:: The exercise ::
Copy out every line of the data in the part that opens with the line containing "like x=89, y=338." and closes with the line containing "x=508, y=63", with both ends included. Multiply each answer coordinate by 1.7 and round to a whole number, with halves rounded up, and leave all other numbers unchanged.

(Position identification records)
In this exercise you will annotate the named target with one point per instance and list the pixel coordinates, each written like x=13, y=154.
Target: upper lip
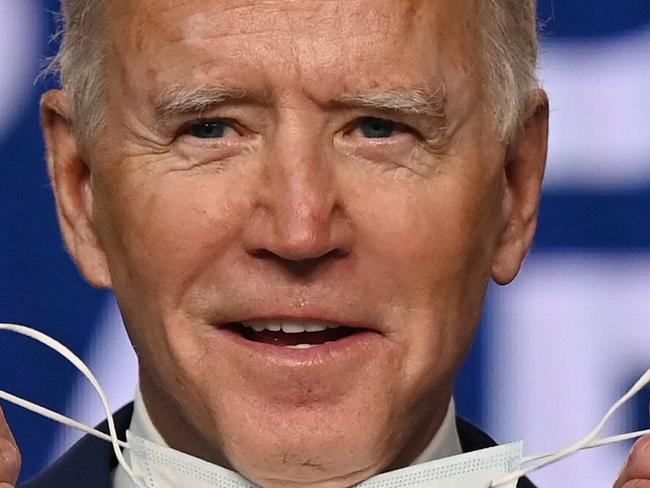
x=327, y=320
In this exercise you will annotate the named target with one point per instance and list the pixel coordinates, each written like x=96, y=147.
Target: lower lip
x=364, y=340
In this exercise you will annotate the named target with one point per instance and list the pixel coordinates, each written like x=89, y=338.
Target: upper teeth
x=287, y=326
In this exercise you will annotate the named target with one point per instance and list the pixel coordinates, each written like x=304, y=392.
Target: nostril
x=303, y=266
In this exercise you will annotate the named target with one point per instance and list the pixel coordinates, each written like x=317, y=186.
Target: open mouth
x=293, y=334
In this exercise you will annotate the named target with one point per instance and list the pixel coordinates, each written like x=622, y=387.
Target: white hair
x=508, y=63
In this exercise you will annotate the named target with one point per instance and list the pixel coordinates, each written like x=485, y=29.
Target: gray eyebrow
x=416, y=101
x=180, y=100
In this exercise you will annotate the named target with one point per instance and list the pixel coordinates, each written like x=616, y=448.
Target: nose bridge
x=303, y=196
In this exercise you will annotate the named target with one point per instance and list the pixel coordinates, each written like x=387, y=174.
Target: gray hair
x=508, y=39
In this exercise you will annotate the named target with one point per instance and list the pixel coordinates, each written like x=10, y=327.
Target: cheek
x=159, y=232
x=432, y=233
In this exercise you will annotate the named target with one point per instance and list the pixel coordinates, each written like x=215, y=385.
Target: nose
x=300, y=221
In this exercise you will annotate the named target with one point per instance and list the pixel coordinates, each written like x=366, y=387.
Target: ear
x=524, y=172
x=71, y=175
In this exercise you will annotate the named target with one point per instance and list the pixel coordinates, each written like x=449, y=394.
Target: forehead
x=350, y=44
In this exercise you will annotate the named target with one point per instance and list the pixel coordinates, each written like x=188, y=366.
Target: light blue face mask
x=154, y=466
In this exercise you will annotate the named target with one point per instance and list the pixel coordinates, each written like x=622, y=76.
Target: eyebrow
x=418, y=102
x=180, y=100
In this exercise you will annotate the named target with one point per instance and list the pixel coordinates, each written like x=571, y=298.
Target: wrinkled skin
x=293, y=210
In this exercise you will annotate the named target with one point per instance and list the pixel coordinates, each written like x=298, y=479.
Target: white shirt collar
x=445, y=443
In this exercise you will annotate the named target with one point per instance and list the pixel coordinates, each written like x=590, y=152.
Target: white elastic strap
x=81, y=366
x=57, y=417
x=599, y=443
x=584, y=443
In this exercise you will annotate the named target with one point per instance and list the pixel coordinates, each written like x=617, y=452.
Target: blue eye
x=209, y=130
x=374, y=128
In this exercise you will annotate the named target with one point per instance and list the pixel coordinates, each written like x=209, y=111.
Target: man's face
x=305, y=165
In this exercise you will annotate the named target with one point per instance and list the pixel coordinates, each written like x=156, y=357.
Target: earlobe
x=70, y=175
x=523, y=176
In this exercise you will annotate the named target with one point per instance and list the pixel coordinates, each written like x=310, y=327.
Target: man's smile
x=294, y=334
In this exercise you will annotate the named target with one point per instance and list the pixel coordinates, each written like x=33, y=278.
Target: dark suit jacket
x=90, y=462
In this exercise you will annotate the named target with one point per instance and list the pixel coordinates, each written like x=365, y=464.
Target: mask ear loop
x=81, y=366
x=588, y=441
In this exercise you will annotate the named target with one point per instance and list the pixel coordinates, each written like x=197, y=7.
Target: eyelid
x=402, y=126
x=185, y=128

:: Correct output ::
In this exercise you will annotate the named target with one point per instance and list the pixel coordinates, each written like x=89, y=338.
Target: upper teeth
x=488, y=554
In this exercise you will annotate the named target with one point per instance and list the pixel coordinates, each written like x=304, y=392.
Target: nostril
x=515, y=452
In this exercise you will annotate the named target with one point per instance and list the pixel coordinates, each written like x=317, y=186.
Target: open mouth
x=498, y=568
In this exercise you will annotate the named target with one point per instance and list the pixel coordinates, each written like x=622, y=387.
Target: white hair
x=864, y=107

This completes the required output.